▸ **What you are asked to do**
If a line in the data below contains the word "floor", copy it out.

Data excerpts section start

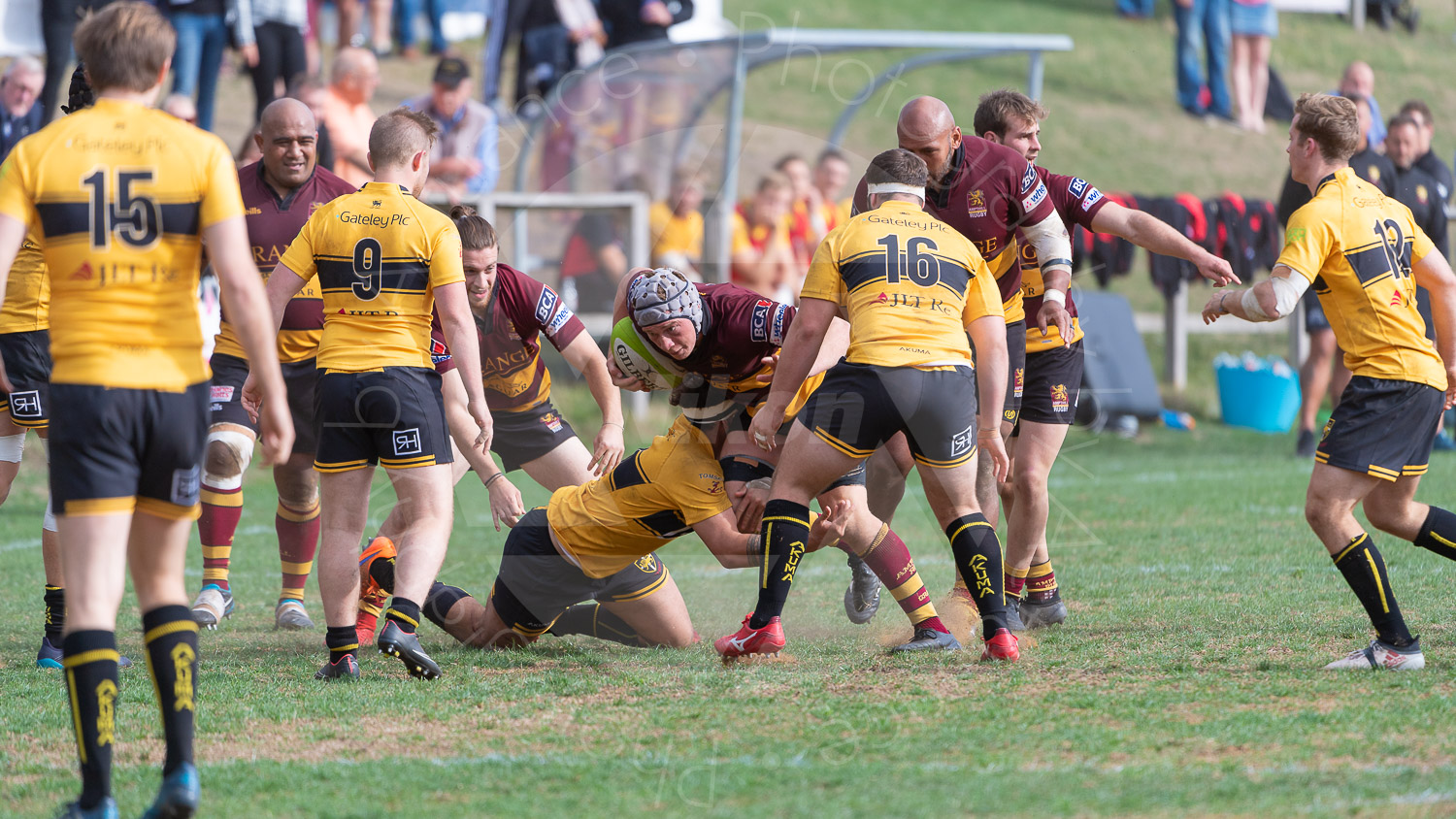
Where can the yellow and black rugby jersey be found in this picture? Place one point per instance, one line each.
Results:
(379, 255)
(909, 284)
(26, 293)
(119, 195)
(1357, 246)
(652, 496)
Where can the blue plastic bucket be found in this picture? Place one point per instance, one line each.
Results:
(1258, 399)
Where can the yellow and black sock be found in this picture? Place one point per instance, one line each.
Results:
(1365, 571)
(1015, 580)
(297, 541)
(90, 679)
(890, 560)
(171, 639)
(54, 612)
(343, 640)
(783, 533)
(1042, 582)
(977, 557)
(404, 612)
(593, 620)
(439, 603)
(1439, 533)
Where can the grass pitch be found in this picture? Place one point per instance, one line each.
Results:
(1185, 682)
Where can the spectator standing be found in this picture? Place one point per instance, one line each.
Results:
(314, 92)
(463, 159)
(678, 226)
(1135, 9)
(1203, 23)
(1359, 79)
(1414, 188)
(1254, 25)
(58, 20)
(762, 256)
(1429, 162)
(347, 114)
(830, 177)
(270, 35)
(19, 90)
(405, 15)
(201, 40)
(641, 20)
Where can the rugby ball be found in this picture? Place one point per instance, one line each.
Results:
(638, 358)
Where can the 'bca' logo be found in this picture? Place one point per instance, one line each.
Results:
(407, 441)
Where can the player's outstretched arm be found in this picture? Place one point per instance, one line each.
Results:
(506, 499)
(989, 337)
(248, 311)
(1266, 302)
(795, 360)
(460, 335)
(1435, 274)
(1152, 233)
(584, 355)
(12, 236)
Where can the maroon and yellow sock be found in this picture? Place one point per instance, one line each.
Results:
(1042, 582)
(297, 542)
(1015, 580)
(221, 509)
(890, 560)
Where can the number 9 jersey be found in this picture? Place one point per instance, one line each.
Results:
(119, 195)
(909, 284)
(1356, 246)
(379, 255)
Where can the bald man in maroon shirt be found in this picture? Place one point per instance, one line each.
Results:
(986, 192)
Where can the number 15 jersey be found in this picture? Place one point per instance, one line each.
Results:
(379, 253)
(118, 195)
(909, 284)
(1356, 246)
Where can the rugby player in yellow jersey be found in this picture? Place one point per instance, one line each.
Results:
(383, 261)
(911, 288)
(596, 542)
(124, 197)
(1365, 258)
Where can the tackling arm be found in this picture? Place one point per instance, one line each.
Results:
(1150, 233)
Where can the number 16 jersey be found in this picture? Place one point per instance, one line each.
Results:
(909, 284)
(118, 195)
(379, 253)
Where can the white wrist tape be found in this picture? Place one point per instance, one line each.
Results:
(12, 448)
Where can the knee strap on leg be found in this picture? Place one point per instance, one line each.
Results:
(12, 446)
(239, 454)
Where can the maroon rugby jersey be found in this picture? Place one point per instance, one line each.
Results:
(740, 329)
(520, 309)
(273, 223)
(1076, 201)
(987, 194)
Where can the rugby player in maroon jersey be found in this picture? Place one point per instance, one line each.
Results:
(512, 311)
(279, 194)
(728, 338)
(986, 192)
(1054, 352)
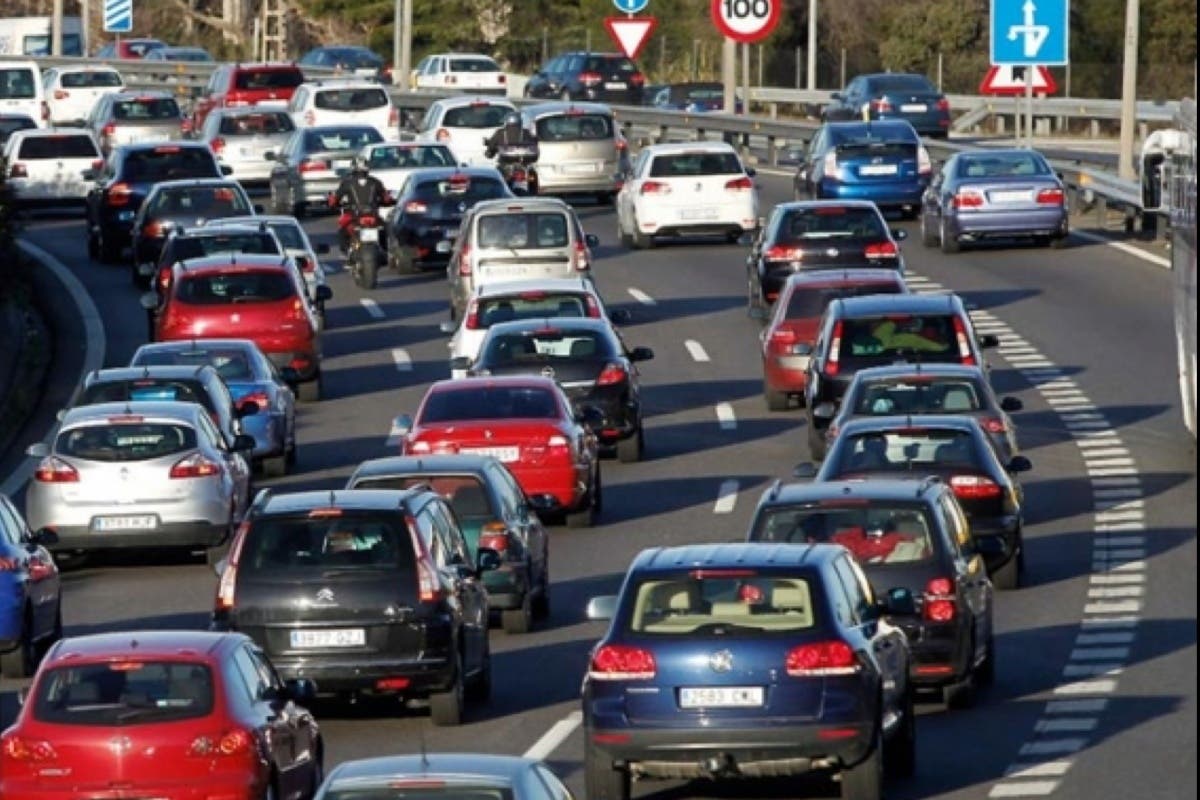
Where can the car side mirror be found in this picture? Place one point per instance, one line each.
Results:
(1011, 404)
(601, 608)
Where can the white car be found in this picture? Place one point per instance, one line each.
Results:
(345, 101)
(688, 188)
(461, 72)
(463, 122)
(47, 164)
(72, 91)
(513, 300)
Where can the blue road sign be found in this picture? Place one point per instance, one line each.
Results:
(630, 6)
(118, 16)
(1030, 31)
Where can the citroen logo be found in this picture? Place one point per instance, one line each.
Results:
(721, 661)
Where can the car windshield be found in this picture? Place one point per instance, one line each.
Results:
(121, 441)
(748, 603)
(124, 692)
(325, 542)
(221, 288)
(490, 403)
(874, 533)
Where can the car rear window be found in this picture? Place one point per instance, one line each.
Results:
(717, 606)
(63, 145)
(490, 403)
(340, 540)
(695, 163)
(351, 100)
(145, 108)
(574, 127)
(525, 230)
(124, 692)
(876, 533)
(120, 441)
(91, 79)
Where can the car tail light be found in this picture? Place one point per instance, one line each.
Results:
(55, 470)
(975, 487)
(821, 659)
(1050, 197)
(612, 374)
(195, 465)
(967, 198)
(622, 662)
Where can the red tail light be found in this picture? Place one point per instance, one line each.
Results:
(195, 465)
(622, 662)
(55, 470)
(821, 659)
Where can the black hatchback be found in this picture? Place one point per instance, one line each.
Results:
(903, 536)
(591, 362)
(364, 591)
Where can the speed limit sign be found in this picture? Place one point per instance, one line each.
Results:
(745, 20)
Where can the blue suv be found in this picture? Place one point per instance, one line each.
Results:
(745, 661)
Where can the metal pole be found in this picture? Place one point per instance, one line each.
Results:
(1128, 91)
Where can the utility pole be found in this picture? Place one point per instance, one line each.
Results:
(1128, 91)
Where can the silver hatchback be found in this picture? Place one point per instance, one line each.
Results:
(138, 474)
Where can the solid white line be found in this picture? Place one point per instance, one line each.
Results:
(555, 737)
(696, 350)
(726, 497)
(372, 307)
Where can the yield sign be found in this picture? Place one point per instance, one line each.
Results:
(1008, 79)
(630, 32)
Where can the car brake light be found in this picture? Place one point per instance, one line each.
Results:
(55, 470)
(821, 659)
(622, 662)
(195, 465)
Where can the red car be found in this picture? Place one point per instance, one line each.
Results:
(789, 337)
(247, 296)
(525, 421)
(179, 715)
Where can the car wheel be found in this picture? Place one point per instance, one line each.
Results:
(603, 780)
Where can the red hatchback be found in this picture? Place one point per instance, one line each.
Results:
(179, 715)
(246, 296)
(789, 337)
(525, 421)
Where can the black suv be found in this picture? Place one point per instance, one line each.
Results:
(600, 77)
(910, 536)
(364, 591)
(125, 180)
(877, 330)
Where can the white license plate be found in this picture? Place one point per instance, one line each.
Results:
(507, 455)
(139, 522)
(720, 697)
(342, 637)
(877, 169)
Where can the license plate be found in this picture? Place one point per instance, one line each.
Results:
(139, 522)
(342, 637)
(720, 697)
(877, 169)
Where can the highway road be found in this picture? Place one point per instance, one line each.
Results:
(1096, 691)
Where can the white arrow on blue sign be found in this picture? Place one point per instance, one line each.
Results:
(118, 16)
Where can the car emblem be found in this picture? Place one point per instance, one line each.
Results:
(721, 661)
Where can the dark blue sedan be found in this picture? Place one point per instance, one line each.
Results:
(744, 661)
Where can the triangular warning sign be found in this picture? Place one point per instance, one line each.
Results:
(630, 32)
(1009, 79)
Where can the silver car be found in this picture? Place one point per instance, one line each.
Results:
(251, 379)
(312, 162)
(243, 136)
(138, 474)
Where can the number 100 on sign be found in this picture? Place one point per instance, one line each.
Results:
(745, 20)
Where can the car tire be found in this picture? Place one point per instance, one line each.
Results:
(604, 781)
(864, 780)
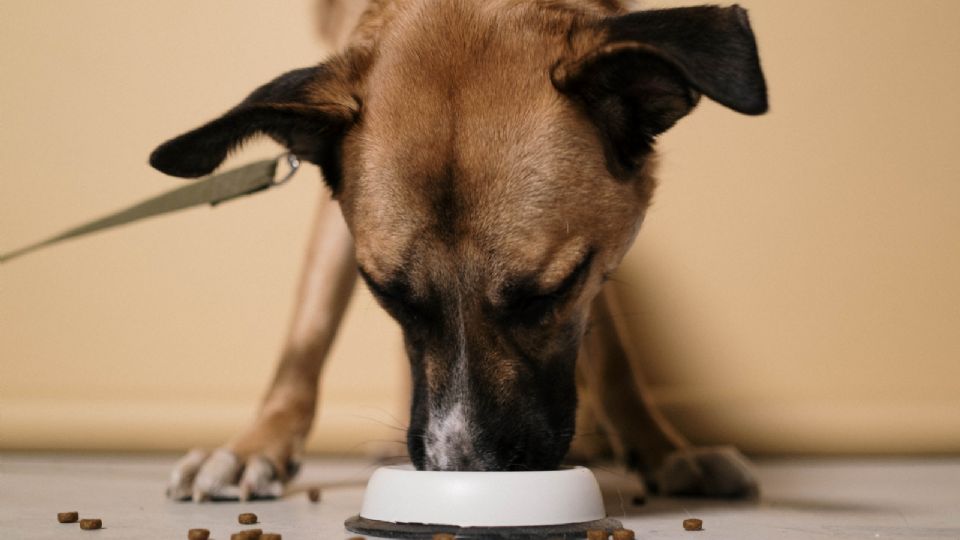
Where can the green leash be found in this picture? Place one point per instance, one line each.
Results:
(212, 190)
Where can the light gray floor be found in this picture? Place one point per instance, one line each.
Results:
(802, 499)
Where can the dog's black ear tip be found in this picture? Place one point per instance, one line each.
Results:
(172, 161)
(756, 107)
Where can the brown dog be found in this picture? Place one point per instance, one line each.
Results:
(493, 161)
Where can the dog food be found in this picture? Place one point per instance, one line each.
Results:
(198, 534)
(90, 524)
(68, 517)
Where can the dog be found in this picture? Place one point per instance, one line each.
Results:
(490, 163)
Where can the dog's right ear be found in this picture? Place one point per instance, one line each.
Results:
(307, 110)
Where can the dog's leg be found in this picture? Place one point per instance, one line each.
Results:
(638, 431)
(257, 461)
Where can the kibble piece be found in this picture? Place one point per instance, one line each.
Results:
(68, 517)
(198, 534)
(90, 524)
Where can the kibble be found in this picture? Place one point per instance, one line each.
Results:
(90, 524)
(198, 534)
(597, 534)
(68, 517)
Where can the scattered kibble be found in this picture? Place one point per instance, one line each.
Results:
(198, 534)
(597, 534)
(90, 524)
(68, 517)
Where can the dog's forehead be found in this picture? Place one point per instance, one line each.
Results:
(466, 141)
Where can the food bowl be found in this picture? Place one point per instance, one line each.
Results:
(401, 501)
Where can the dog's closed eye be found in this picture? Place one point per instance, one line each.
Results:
(395, 297)
(525, 303)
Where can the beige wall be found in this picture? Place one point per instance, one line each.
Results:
(797, 284)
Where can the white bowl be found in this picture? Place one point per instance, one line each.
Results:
(401, 494)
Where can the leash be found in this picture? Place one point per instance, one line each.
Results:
(212, 190)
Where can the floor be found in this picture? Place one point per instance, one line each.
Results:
(904, 499)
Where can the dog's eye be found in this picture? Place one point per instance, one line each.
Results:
(394, 298)
(529, 306)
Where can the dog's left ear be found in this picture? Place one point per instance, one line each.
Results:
(648, 69)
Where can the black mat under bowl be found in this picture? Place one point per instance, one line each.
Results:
(385, 529)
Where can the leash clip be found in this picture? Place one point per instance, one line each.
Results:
(293, 161)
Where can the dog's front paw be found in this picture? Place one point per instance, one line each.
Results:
(256, 465)
(707, 472)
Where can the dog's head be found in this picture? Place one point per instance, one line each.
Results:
(493, 163)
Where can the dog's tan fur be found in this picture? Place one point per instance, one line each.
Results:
(534, 193)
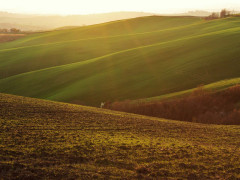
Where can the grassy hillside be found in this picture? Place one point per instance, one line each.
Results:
(217, 86)
(128, 59)
(43, 139)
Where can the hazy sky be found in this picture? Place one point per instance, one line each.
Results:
(99, 6)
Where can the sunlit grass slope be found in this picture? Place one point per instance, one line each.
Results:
(134, 59)
(48, 140)
(213, 87)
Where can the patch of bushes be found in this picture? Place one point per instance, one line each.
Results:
(200, 106)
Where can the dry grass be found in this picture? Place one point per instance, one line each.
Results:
(47, 140)
(200, 106)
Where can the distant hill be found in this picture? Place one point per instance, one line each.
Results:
(46, 22)
(127, 59)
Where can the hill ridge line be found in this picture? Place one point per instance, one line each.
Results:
(104, 37)
(120, 52)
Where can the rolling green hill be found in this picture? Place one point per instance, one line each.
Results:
(41, 139)
(129, 59)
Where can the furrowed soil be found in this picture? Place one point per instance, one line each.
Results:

Data excerpts section end

▸ **Output of the task**
Where can the light gray floor be found in this picture? Place one point per instance, one line each.
Where can the floor be found in this picture? Place one point per instance, one line each.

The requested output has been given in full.